→ TASK
Please list each line in the listing below that contains the word "bench". Case counts.

Records excerpted from a collection
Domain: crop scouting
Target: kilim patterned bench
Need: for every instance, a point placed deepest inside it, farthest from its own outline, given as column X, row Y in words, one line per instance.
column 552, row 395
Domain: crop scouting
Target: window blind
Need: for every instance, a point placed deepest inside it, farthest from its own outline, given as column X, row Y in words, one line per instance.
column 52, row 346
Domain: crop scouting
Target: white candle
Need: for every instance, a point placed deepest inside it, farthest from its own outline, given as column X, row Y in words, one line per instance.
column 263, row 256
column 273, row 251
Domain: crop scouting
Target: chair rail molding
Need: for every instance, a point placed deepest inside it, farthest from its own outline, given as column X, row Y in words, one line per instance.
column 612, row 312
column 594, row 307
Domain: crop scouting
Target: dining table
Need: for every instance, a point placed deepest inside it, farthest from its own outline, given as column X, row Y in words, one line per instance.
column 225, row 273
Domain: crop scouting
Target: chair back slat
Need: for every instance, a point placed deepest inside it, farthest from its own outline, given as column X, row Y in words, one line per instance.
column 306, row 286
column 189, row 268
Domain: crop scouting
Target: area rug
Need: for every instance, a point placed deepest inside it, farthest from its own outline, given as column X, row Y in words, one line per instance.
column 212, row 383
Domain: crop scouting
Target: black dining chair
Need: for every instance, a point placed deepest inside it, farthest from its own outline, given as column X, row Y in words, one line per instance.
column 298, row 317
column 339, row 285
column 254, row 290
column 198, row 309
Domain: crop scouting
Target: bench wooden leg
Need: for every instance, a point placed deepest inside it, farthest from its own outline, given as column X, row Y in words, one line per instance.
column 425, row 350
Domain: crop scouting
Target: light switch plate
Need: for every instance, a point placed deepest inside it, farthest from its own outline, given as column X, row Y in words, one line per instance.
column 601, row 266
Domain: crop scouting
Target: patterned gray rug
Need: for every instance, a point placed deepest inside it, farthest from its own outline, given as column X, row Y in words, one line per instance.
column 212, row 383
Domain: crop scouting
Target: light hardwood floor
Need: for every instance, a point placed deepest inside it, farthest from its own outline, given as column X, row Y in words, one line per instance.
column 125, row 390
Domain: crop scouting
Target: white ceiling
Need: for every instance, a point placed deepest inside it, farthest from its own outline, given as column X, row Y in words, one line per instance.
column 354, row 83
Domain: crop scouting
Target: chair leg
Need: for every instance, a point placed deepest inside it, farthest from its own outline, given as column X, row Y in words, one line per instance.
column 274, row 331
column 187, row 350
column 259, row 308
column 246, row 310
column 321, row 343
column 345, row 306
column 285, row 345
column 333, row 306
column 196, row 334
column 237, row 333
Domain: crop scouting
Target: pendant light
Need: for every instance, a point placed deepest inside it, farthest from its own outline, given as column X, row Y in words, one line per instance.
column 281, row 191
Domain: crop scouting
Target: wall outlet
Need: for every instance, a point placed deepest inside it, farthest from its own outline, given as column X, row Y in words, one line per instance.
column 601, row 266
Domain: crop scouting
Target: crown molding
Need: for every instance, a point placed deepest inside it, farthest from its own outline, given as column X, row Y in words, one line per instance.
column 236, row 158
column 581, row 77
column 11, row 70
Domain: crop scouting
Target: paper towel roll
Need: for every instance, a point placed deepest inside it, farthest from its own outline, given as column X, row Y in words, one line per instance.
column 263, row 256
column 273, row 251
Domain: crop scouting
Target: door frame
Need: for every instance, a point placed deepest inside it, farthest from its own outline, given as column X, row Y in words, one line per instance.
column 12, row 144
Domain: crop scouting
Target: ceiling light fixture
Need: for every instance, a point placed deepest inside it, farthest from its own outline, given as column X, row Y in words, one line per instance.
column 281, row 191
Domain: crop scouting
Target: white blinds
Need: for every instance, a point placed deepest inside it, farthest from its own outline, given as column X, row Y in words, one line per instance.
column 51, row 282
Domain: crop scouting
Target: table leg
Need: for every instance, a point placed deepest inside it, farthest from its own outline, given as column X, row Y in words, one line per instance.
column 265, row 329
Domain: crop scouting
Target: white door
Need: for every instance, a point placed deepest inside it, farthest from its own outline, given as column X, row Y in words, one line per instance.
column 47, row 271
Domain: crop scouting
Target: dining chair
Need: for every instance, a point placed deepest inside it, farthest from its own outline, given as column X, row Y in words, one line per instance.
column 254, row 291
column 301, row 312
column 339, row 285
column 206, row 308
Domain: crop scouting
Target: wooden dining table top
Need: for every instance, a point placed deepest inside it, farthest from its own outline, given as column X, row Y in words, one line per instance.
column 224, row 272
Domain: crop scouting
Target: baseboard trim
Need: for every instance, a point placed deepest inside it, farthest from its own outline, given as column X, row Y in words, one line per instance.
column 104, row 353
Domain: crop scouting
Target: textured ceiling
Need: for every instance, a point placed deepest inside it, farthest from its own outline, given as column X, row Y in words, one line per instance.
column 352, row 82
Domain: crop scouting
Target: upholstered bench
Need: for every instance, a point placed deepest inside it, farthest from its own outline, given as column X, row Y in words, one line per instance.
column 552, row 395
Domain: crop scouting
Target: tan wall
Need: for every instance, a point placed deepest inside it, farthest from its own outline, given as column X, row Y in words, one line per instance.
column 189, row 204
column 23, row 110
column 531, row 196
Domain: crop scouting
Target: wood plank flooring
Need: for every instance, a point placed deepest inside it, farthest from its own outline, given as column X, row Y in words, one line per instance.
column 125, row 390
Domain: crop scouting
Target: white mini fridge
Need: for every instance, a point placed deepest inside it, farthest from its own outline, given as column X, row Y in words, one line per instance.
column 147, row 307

→ EXPECTED ANSWER
Target: kilim patterned bench
Target: bench wooden leg
Target: upholstered bench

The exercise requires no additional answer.